## begin

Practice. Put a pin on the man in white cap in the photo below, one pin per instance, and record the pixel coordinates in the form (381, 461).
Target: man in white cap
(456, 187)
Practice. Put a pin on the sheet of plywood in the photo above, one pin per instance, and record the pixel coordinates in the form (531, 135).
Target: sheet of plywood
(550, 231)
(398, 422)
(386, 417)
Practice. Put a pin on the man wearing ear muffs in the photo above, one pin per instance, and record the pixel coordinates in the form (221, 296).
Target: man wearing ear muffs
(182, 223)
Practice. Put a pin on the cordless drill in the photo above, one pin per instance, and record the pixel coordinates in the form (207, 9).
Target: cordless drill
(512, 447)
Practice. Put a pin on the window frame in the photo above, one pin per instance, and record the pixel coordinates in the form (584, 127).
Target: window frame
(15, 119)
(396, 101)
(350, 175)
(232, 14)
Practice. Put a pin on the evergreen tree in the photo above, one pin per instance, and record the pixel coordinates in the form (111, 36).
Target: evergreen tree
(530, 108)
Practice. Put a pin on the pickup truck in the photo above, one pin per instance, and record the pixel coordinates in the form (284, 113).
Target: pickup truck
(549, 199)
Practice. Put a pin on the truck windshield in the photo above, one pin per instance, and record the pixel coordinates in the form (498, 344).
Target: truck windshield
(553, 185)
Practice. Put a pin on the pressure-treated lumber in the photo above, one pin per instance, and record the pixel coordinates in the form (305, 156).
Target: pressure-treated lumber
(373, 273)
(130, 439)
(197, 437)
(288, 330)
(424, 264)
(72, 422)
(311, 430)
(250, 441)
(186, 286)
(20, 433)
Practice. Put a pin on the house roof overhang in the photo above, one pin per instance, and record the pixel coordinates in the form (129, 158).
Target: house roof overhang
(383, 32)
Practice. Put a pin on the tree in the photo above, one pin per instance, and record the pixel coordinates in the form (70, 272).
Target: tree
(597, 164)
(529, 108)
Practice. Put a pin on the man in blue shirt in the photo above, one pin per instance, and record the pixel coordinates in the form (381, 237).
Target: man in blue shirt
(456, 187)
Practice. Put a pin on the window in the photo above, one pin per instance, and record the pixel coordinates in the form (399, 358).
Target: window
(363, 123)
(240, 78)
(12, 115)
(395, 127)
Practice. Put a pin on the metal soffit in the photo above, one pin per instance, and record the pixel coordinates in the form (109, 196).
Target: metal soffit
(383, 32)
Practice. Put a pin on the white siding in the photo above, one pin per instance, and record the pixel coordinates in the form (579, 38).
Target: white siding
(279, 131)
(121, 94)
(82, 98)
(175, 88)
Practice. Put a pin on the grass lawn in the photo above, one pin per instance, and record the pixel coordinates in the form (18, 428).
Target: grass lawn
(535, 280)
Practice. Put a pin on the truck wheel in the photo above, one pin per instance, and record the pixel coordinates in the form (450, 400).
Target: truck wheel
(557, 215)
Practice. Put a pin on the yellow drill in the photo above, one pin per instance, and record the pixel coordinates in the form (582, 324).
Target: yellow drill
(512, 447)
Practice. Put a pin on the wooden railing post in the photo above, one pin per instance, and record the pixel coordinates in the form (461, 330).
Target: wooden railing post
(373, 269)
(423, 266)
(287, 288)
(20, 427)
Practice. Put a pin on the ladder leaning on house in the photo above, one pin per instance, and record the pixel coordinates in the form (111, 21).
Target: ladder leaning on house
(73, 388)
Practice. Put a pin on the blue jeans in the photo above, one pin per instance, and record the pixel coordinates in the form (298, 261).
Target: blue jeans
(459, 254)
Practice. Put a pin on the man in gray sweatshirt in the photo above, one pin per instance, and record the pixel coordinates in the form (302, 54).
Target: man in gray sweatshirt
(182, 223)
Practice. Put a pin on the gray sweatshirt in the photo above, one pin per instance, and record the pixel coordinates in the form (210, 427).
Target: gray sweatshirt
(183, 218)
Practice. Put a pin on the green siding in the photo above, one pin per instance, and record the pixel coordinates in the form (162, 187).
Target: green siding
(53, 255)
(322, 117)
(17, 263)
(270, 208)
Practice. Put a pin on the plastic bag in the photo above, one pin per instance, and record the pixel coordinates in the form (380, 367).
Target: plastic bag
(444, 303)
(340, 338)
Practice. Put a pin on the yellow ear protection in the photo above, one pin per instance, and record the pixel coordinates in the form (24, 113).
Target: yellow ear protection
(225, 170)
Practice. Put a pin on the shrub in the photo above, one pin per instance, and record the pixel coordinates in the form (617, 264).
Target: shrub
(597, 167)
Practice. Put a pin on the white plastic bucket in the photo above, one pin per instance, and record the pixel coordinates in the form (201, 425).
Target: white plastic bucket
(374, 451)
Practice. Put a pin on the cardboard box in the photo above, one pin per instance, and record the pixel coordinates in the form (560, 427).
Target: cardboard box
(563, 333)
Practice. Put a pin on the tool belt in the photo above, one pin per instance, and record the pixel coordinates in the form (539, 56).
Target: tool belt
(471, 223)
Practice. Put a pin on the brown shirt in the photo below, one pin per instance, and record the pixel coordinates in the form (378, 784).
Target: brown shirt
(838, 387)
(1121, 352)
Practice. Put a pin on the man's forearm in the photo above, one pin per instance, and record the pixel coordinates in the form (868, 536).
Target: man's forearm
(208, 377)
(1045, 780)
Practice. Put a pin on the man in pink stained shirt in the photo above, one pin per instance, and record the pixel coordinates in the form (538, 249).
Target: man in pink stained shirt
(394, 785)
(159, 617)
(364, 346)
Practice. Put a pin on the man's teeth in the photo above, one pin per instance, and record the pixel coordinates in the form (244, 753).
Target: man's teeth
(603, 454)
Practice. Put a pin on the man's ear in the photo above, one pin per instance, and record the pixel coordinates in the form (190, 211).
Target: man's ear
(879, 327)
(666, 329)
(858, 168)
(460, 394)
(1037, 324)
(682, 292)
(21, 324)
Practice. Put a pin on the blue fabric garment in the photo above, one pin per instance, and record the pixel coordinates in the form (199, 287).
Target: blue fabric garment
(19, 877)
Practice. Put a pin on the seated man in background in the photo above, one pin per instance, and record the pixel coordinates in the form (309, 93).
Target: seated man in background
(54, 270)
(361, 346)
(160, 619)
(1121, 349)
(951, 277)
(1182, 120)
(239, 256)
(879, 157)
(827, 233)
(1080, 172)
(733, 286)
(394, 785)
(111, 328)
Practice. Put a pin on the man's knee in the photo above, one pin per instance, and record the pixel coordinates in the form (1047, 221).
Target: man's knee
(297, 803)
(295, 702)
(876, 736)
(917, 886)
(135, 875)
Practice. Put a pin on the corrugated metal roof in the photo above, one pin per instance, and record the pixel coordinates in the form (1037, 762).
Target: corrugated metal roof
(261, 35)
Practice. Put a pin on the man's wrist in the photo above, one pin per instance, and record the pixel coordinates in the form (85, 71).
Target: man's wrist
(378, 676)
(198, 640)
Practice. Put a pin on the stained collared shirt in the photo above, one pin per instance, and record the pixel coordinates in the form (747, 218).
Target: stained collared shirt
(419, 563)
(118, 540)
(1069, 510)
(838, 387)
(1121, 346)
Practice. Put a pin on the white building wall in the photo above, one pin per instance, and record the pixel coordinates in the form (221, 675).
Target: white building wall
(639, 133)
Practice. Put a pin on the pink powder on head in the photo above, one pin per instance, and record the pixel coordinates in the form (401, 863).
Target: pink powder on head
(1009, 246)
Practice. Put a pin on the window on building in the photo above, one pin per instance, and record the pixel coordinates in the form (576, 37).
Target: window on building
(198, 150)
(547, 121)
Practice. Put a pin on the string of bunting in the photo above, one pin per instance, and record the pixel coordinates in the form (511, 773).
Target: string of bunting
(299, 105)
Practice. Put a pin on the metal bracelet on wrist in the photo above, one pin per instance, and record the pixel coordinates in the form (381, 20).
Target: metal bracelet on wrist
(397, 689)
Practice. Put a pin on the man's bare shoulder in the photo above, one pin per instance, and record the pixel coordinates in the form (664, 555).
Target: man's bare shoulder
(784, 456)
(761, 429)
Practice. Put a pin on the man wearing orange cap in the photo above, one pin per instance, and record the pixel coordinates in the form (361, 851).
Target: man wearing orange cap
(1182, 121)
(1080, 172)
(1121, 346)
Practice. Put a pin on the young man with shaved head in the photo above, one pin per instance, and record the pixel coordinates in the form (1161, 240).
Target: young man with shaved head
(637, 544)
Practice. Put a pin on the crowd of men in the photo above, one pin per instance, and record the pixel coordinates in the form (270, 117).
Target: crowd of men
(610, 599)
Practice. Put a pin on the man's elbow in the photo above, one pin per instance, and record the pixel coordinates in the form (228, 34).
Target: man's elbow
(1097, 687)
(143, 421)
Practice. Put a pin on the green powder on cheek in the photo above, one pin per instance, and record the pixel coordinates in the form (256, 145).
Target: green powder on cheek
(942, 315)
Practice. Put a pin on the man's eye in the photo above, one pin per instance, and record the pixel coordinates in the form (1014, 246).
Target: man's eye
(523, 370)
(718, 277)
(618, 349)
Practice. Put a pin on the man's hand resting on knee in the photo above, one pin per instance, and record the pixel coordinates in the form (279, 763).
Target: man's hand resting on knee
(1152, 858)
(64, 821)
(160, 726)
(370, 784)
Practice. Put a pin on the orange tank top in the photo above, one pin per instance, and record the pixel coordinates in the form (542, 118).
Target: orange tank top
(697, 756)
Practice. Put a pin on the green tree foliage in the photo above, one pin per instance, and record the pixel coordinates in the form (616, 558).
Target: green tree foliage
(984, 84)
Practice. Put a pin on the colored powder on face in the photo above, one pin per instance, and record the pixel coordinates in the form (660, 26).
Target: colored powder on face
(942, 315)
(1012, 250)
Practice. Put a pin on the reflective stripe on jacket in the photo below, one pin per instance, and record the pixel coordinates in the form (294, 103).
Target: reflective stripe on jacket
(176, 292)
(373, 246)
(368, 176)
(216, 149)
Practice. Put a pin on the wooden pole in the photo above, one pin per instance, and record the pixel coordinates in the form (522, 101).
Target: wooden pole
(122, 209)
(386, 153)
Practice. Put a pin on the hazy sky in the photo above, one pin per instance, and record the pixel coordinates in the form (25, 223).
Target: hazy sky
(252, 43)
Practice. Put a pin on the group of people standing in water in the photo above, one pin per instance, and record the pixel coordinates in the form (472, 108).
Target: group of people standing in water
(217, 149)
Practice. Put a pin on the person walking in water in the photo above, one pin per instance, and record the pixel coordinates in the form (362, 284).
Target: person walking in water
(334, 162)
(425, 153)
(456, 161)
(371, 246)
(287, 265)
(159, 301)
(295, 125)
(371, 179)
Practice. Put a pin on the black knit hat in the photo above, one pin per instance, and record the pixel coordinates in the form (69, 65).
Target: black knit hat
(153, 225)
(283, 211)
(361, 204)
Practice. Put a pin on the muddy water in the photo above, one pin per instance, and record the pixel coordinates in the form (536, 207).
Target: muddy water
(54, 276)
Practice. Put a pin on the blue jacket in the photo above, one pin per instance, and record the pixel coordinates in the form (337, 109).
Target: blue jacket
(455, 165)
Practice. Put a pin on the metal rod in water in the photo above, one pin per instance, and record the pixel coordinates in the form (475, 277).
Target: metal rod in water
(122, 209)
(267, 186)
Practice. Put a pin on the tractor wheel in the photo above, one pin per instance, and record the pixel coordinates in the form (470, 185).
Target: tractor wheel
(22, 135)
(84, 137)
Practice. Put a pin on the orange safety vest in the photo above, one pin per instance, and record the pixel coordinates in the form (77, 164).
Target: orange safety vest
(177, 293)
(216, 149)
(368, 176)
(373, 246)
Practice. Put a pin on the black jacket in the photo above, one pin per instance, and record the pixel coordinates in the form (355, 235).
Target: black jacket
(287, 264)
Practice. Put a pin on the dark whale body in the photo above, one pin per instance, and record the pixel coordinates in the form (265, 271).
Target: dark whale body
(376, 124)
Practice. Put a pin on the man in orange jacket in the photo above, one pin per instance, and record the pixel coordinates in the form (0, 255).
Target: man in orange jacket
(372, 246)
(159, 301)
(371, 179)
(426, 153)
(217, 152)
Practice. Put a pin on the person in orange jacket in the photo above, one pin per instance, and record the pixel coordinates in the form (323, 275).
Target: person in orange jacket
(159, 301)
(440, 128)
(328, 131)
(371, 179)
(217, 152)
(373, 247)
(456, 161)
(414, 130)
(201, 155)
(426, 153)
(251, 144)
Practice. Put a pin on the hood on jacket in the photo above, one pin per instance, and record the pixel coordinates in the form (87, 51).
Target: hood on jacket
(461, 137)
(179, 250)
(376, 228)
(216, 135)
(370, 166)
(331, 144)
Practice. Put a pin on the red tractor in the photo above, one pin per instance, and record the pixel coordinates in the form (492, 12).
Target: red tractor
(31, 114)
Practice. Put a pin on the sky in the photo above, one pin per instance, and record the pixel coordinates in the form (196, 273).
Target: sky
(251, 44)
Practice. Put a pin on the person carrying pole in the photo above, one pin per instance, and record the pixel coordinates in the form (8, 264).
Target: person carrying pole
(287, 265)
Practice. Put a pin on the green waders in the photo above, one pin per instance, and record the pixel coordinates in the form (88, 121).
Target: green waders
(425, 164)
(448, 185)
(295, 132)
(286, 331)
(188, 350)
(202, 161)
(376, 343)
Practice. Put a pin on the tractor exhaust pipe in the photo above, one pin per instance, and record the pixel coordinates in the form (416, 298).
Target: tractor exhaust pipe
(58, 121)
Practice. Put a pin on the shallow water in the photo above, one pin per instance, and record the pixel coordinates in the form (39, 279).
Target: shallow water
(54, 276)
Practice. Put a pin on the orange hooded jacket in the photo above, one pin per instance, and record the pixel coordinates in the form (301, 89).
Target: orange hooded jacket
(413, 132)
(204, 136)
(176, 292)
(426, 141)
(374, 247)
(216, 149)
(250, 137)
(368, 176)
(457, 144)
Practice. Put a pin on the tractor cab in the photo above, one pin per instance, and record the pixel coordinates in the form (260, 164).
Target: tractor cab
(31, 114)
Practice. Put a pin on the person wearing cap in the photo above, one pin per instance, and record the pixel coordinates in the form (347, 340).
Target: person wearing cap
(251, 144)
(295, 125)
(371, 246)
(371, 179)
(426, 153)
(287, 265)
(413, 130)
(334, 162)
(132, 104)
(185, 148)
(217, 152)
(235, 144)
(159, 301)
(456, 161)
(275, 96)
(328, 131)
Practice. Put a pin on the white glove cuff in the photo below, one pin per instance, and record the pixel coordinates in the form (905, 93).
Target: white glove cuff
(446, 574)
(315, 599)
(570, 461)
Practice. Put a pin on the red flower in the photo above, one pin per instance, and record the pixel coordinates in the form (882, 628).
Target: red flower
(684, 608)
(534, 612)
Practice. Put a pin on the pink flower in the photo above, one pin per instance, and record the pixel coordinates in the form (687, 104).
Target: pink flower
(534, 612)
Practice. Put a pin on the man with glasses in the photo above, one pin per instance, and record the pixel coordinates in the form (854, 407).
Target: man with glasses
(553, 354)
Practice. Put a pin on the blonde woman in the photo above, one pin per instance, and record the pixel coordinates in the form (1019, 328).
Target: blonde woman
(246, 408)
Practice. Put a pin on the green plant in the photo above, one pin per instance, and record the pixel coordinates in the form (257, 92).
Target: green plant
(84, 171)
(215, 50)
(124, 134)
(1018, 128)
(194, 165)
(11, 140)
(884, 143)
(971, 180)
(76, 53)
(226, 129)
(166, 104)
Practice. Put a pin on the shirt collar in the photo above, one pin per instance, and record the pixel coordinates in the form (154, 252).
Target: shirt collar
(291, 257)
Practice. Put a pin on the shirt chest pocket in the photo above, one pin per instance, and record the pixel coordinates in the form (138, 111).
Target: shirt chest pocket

## end

Repeat word for word the lines running from the line containing "Practice. Put a pin on the green plant" to the end of the entries above, inclusive.

Final result:
Practice. Put a pin on the green plant in the photo above, one pin per instance, and record the pixel coordinates in the form (257, 92).
Target: green plant
(84, 171)
(215, 50)
(124, 134)
(1018, 128)
(194, 165)
(11, 140)
(884, 143)
(971, 180)
(76, 53)
(226, 129)
(166, 104)
Practice. Put a pin on the shirt collar in the photo above, one pin per instance, and record the pixel coordinates in the form (154, 252).
Target: shirt collar
(291, 257)
Practice. Put a pin on the shirt chest pocket in the photo above, one pin per instance, and record the pixel coordinates in the form (138, 111).
Target: shirt chest pocket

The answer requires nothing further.